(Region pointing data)

*** Begin section ***

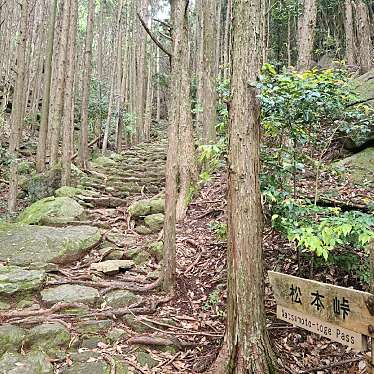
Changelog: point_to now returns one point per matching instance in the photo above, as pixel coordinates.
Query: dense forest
(158, 158)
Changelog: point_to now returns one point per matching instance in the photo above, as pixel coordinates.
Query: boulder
(67, 191)
(70, 293)
(139, 208)
(156, 249)
(45, 184)
(11, 338)
(157, 206)
(154, 222)
(52, 210)
(48, 337)
(145, 359)
(112, 266)
(26, 245)
(32, 363)
(360, 166)
(16, 279)
(94, 326)
(365, 85)
(104, 161)
(95, 367)
(143, 230)
(121, 299)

*** End section ***

With the images omitted, retype the records above exactly.

RESULT BELOW:
Changelog: point_to now returns one point per matching instance in the photo above, as pixel coordinates.
Query: dense forest
(158, 158)
Changelog: point_to now returns one point per matching instance in the photo above, as pixel coordinates.
Query: boulder
(67, 191)
(70, 293)
(139, 208)
(156, 249)
(45, 184)
(11, 338)
(157, 206)
(154, 222)
(52, 210)
(48, 337)
(145, 359)
(112, 266)
(26, 245)
(32, 363)
(360, 166)
(16, 279)
(94, 326)
(365, 85)
(104, 161)
(95, 367)
(143, 230)
(121, 299)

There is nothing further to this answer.